GIVEN REQUEST:
Reproduce every one of the lines below word for word, omitting the pictures from your reply.

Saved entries
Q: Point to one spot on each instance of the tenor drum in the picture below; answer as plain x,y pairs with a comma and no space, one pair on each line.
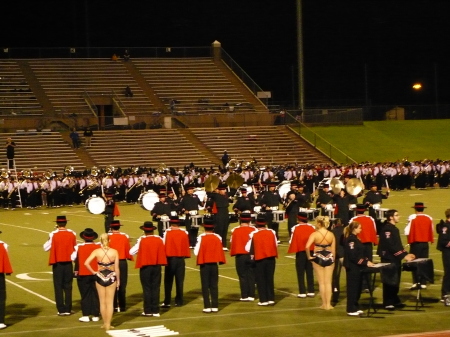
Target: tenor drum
284,188
148,199
201,194
95,205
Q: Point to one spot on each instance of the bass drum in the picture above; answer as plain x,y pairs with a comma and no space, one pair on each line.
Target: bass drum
201,194
284,188
148,199
95,205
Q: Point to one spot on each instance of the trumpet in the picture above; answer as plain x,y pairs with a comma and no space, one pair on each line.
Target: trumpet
89,187
136,184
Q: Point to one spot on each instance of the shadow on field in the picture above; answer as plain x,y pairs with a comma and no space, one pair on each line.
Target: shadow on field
17,312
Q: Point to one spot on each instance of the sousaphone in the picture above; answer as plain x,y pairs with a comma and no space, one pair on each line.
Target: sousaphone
336,185
354,186
211,183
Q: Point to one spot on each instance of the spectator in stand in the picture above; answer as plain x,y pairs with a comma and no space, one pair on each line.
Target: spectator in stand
75,138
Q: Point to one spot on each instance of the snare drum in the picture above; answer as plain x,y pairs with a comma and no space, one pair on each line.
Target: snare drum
148,199
201,194
95,205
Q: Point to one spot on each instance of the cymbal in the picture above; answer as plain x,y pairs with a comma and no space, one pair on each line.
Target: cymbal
211,183
234,180
354,186
336,185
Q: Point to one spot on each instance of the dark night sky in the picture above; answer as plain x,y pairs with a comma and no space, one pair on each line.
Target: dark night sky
397,42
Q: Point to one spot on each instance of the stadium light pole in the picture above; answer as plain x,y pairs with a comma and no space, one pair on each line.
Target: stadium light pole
301,77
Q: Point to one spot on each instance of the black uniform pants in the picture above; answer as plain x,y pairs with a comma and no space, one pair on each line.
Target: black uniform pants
2,297
264,272
390,291
151,282
120,296
246,273
209,277
304,266
420,250
354,285
90,304
445,290
175,269
62,283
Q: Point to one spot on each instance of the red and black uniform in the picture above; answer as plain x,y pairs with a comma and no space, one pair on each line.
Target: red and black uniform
390,249
61,245
419,231
354,261
443,245
368,235
263,246
244,267
209,253
176,242
151,256
121,242
297,245
85,280
5,269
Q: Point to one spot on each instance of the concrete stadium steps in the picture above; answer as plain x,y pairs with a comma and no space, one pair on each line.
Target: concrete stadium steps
198,85
16,97
148,148
65,81
41,152
268,145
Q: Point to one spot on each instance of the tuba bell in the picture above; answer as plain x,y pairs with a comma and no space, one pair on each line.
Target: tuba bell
49,174
232,164
109,170
5,174
27,173
68,170
94,171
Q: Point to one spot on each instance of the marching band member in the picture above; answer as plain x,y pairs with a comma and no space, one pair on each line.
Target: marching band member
263,249
90,305
270,199
176,242
120,242
300,234
239,237
190,202
161,208
354,260
419,231
443,244
222,218
374,197
390,250
209,255
151,257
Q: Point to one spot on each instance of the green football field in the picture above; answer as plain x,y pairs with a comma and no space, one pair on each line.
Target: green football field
31,309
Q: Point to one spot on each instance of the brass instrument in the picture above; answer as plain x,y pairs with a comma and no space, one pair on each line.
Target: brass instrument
68,170
136,184
27,173
94,171
5,173
233,164
49,174
109,170
89,187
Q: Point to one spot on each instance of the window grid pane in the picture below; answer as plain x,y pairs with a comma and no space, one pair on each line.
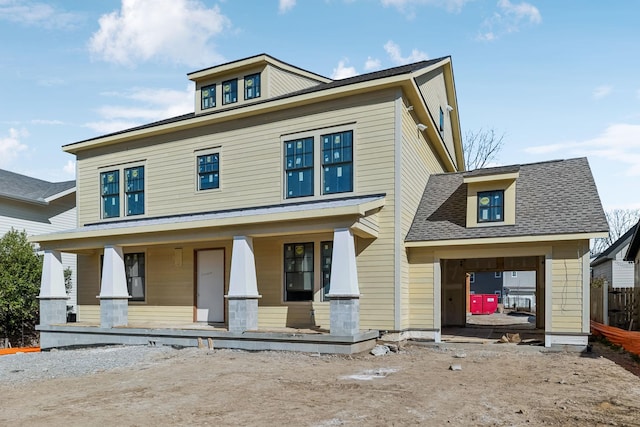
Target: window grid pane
134,183
208,97
491,206
209,171
135,272
110,194
337,162
298,268
252,86
299,167
230,91
325,265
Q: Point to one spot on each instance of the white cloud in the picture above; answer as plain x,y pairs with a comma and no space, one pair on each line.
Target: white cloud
343,72
372,64
393,50
509,18
37,14
619,143
70,168
176,31
11,146
286,5
408,6
602,91
143,105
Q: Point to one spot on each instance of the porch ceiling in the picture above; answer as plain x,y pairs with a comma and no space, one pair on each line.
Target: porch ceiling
290,218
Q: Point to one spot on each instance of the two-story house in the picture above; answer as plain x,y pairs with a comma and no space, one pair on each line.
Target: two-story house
37,206
289,200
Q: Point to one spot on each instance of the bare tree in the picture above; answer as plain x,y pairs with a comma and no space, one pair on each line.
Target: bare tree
620,221
481,147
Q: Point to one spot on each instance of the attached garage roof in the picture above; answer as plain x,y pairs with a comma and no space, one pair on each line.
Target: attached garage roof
552,198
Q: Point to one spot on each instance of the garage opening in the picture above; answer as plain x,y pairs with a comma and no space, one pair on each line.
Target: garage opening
493,297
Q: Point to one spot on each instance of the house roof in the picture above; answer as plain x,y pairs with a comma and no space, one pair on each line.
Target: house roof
376,75
552,198
615,247
634,246
32,190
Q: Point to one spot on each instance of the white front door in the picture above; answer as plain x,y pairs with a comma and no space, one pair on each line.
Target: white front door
210,300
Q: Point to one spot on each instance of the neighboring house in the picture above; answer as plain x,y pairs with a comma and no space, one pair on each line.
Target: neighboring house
289,200
611,266
38,207
633,254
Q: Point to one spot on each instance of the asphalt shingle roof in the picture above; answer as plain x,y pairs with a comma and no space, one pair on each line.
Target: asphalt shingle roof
16,186
555,197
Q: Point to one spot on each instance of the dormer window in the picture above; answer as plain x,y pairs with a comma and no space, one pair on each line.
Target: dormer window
208,96
491,206
230,91
252,86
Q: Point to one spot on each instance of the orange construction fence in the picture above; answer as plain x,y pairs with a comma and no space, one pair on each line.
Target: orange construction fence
629,340
4,351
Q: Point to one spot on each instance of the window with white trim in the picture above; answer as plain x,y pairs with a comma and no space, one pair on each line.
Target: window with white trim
230,91
208,171
299,167
208,96
298,272
122,186
337,162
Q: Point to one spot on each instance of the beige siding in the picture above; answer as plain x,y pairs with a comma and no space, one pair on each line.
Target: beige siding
251,159
281,82
421,289
418,162
433,89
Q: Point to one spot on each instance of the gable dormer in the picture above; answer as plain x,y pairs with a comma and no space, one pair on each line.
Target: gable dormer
248,81
491,196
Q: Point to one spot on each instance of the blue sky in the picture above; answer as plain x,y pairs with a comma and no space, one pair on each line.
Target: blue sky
560,79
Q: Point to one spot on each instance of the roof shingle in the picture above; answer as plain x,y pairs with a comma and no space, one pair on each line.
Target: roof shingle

REPLY TO THE TASK:
Q: Point to one spot on each instance of the tenor drum in the picture below; answer as plain x,y pairs with a comma and no space, one pair on each line.
Target: tenor drum
284,188
148,199
201,194
95,205
Q: Point to one spot on each instance of the bass drum in the picture above; answer as plain x,y pairs with a comma and no space, one pair on each line.
Target: bass drum
201,194
284,188
148,199
95,205
Q: Point to one spot on each instance of the trumpet in the picture above; answer as plain x,y pairs with a comma and no space, one pair on each line.
Target: trumpet
89,187
136,184
Q: Point to one spot on each instance of the shadow on field in the picture above; answer as plain x,y pairs with a comma and no space, one pair on each line.
Target: shadow on field
17,312
Q: Point to one spot on each instance of the sousaphone in the picture above; answer as plain x,y pairs with a comma and no space, one pair on each line.
Target: sousaphone
336,185
354,186
211,183
Q: Point to one spot on each instance of the spectator in stand in the picture above; answer as plain x,y pairs with a comma and no space, one pair on each line.
Target: spectator in stand
75,138
Q: Point to one spot on each instance of the snare drum in the picture above; answer as plain x,y pairs with a comma and no space, one pair on each line.
Target: snare drum
148,199
201,194
95,205
Q: Point to one spot on each instance of the cymbal in the picture above; answer as plain x,y pairs with a comma and no space, one pair on each line.
Target: cymbal
211,183
234,180
354,186
336,185
Q: Point to one spot on each instance of the dark night sky in the picture above; answer as plain x,y pairs with a comma and no space, one pair on each line.
Target: dark night sky
397,42
Q: Point to one spot on each instance of the stadium light pole in the picture above; answer as plain x,y pairs with a comma and no space, one pair on each line.
Target: stadium light pole
301,77
Q: Point to one spot on each instance of the black uniform pants in the picture above; answer as plain x,y pairs with a comma and no space, one pair on each line.
Target: black uniform pants
2,297
264,272
390,291
151,282
120,296
246,273
209,277
304,266
420,250
354,285
90,304
445,290
175,269
62,283
Q: Point to one spot on each instance of the red and black uniform in the picture above; answer as plain x,y pairs with a comma and no space, one pair on each line.
Target: red and black uniform
390,249
61,245
419,231
354,261
443,245
368,235
263,246
244,267
209,253
176,242
151,256
121,242
297,245
85,280
5,269
Q: Point to one spot on each instance of the concrete stadium steps in the picture above; answer as plain x,y pairs with a comma and no space, one pair on each line.
Target: concrete stadium steps
198,85
16,97
148,148
65,81
41,152
268,145
Q: Point to one spot on each instance of the tuba bell in the picture above; answer as plain x,y pairs with a comma and no space, one pair on each line.
Target: tuba bell
49,174
232,164
109,170
5,174
27,173
68,170
94,171
Q: Point to one spot on each instance of the marching band member in the picture above; answer as plain x,y pairs with a comma and no space, one pair on each line.
Target: marching band member
263,249
90,305
270,199
176,242
120,242
300,234
239,237
190,202
161,208
354,260
419,231
443,244
222,218
374,197
390,250
209,255
151,257
Q: Point to one spot on each instance of the green football field in the picture above; answer as plain x,y pairs with a comma and no space, one pair on each line.
Target: green football field
31,309
Q: Point to one spot on each instance of the brass instrument in the picture above; answer as plain x,y pairs with a comma and no space, one pair on each line.
Target: brass instrument
68,170
136,184
27,173
94,171
5,173
233,164
49,174
109,170
89,187
Q: Point to one spot on each instance of the window grid pane in the picture below; answer as plain x,y pairs with a comma and no space, one pair on each line.
Target: window grid pane
134,183
208,97
491,206
209,171
135,272
110,194
337,162
298,268
252,86
299,167
230,91
325,265
Q: Point to one spot on each instance of the white cloud in the picture above; answer as plain x,y pairs with a comma and no space, one pair on each line.
Target: white cloud
343,72
372,64
393,50
509,18
37,14
619,143
70,168
176,31
11,146
286,5
408,6
602,91
143,105
Q: Point to one spot on each instance of the porch ceiling in the picture above; answer as plain x,y pairs with a comma and no space, one pair on each line.
Target: porch ceiling
290,218
Q: Point to one spot on each instance of the two-story house in the picture above; answer as plain x,y pairs with a comma and no space, one pair on each line.
Target: two-story house
37,206
289,200
Q: Point to one spot on each instance of the bare tree in the picture above; answer as plain x,y pairs with a comma and no space, one pair on each line.
Target: bare tree
620,221
481,147
Q: Point to one spot on each instance of the attached garage roof in the picture above; answer as plain x,y pairs with a comma and no space, one pair on each line.
Target: attached garage roof
552,198
Q: Point to one spot on each instance of the garage opening in the picture above; answer as plain x,y pairs with a comma and no space, one pair on each line.
Target: garage opening
493,297
Q: Point to one spot on each instance of the house roof in the picture above; answer as plain x,y pairs with a comma and no space, one pair on each line.
Target: house roof
376,75
552,198
615,247
634,246
32,190
Q: Point to one spot on each instance of the white front door in the picture above; answer as plain x,y pairs with a comma and no space, one pair on each line.
Target: white front door
210,300
Q: Point to one spot on each instance of the neighboring house in the picture above; answer as plain x,y pairs with a comma and no space, one pair on each line.
Target: neighboring house
289,200
611,266
38,207
633,254
Q: Point to one spot on each instance of the asphalt shingle roof in the picture above; answer as plain x,y pairs with a comma and no space, one pair on each line.
Target: asphalt shingle roof
16,186
555,197
Q: Point to one spot on each instance of the dormer window in the picture above; answer as plain x,y pairs with a comma and no space, one pair on each line.
Target: dormer window
208,96
491,206
230,91
252,86
Q: Point to one spot on each instance of the orange construction fence in the picture above; answer as plain x,y pairs with a comma and no space, one pair on each line.
Target: orange construction fence
629,340
4,351
Q: Point to one spot on each instance of the window with white trim in the picture above; answer as plain x,y pairs with a comma and no space, one pair on each line.
Target: window with white trim
230,91
208,171
299,167
208,96
298,272
122,186
337,162
Q: Point to one spot on each instance of the beige siding in the picture above; answer as plain x,y pairs with a comma and no space, one pair on each line.
Target: beige siding
251,159
281,82
421,289
418,162
433,89
Q: Point to one spot on each instance of the gable dormer in the picture above; answer as plain x,y pairs with a comma and no space, one pair on each line.
Target: gable dormer
248,81
491,196
Q: Point to one spot on each instance of the blue sky in the picture above; answer as plain x,y pairs with a comma and no space, one pair on each line.
Target: blue sky
560,79
Q: Point to one spot on each instance of the roof shingle in the picture above; answer as plain x,y pairs with a comma and no space, one pair on each line.
Target: roof shingle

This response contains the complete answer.